Source extract
# # #
During dinner, Steve asked Jane a blunt question: "Will you stay with me tonight?" but they were unable to be intimate. Their secretive romance was threatened by the unexpected arrival of Elliott's neglected and estranged wife Susan (Jamie Lee Curtis), Jane's own French boyfriend, and the lingering illness of Jane's dying mother Julia (Claudia Cardinale).

They had another chance later on, when he began slowly touching her under her blouse, and they hesitated to kiss each other until their erotic tension was so great that they couldn't resist each other. He dropped his pants and they began to make love against the wall, as they continued to nibble at each other with love bites - the camera tracked in for close-ups of their faces. They were clearly in love, and had many more opportunities to kiss each other and be torridly intimate.

The character of Jane was self-awakened and transformed by film's end, and typing a manuscript titled "A Man in Love."





Kisses Between Steve and Jane

Moonstruck (1987)

A Kiss for a Wolf

37 year-old Italian-American bookkeeper Loretta Castorini (Cher) after being widowed for seven years (after being married at age 28) was recently engaged to 42 year-old Momma's boy Johnny Cammareri (Danny Aiello).
# # #
Material provided
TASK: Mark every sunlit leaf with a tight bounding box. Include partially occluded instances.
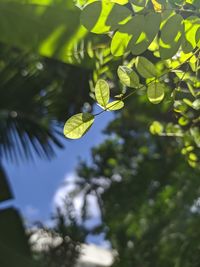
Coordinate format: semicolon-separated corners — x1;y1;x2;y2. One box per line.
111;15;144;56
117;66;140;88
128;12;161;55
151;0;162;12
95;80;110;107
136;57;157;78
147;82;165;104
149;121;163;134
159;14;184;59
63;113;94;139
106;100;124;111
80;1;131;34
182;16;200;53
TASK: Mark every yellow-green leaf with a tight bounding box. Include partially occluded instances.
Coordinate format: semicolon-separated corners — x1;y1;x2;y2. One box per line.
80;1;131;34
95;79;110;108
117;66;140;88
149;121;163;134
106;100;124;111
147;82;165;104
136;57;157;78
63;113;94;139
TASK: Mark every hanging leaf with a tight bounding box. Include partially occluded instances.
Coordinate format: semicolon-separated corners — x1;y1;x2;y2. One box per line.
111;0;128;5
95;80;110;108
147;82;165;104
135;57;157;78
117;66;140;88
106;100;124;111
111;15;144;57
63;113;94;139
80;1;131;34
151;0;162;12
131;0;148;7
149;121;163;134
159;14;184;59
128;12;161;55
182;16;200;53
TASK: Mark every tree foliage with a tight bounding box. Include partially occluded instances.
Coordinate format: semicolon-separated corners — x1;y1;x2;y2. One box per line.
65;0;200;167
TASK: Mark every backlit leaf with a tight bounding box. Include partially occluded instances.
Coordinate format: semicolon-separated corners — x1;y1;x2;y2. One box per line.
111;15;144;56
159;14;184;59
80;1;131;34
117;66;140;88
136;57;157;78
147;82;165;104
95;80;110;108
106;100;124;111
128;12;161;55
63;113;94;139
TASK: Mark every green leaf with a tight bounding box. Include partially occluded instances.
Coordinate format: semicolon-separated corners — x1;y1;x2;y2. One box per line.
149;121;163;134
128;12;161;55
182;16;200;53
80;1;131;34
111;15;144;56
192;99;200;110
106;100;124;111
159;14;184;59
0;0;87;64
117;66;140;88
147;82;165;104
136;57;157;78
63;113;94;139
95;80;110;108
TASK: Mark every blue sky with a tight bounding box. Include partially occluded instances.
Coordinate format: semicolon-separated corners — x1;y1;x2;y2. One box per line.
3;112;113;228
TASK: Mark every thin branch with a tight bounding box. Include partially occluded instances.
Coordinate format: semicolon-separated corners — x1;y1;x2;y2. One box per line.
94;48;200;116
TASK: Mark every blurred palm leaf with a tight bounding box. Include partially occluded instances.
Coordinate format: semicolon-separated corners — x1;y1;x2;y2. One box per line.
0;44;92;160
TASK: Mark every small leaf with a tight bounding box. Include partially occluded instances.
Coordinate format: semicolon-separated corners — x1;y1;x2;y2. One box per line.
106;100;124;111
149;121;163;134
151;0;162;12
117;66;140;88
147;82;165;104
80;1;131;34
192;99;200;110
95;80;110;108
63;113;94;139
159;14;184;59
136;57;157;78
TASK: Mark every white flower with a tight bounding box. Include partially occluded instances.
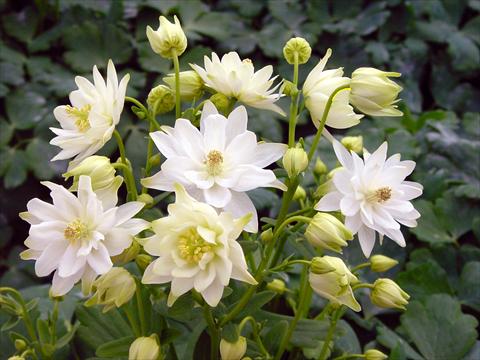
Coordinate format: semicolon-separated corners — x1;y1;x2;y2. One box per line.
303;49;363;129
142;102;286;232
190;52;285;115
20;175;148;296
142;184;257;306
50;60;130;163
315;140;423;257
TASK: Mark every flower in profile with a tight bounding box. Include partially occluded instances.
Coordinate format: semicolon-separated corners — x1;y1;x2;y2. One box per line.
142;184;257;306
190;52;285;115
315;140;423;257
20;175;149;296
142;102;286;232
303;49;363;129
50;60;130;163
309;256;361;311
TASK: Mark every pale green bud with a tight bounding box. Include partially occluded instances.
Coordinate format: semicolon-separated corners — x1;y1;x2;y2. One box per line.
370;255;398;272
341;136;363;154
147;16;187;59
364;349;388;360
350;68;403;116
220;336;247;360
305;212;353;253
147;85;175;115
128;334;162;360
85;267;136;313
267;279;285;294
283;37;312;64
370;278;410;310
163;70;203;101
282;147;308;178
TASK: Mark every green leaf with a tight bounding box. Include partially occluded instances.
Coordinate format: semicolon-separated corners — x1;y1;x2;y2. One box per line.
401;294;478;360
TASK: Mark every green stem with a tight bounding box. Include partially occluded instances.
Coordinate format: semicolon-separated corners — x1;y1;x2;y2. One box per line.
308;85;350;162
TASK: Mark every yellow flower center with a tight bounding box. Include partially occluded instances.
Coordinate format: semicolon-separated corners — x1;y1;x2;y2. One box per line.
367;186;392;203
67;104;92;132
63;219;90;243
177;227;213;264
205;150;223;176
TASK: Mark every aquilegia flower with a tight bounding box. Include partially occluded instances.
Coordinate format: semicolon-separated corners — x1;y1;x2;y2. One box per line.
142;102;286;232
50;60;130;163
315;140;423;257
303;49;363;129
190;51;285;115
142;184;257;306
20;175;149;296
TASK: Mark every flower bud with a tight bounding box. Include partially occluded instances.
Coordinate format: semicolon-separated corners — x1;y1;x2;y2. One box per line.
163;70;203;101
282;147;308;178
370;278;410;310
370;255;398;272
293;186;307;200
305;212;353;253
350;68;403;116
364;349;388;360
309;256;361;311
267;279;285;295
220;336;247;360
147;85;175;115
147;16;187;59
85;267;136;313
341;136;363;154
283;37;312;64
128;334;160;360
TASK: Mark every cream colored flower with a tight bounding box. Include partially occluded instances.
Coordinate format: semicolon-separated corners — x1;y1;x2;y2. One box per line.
# # #
Stated exercise
Reproduce the stretch of the film synopsis from "Moonstruck (1987)" through "Cammareri (Danny Aiello).", word for word.

Response to this exercise
Moonstruck (1987)

A Kiss for a Wolf

37 year-old Italian-American bookkeeper Loretta Castorini (Cher) after being widowed for seven years (after being married at age 28) was recently engaged to 42 year-old Momma's boy Johnny Cammareri (Danny Aiello).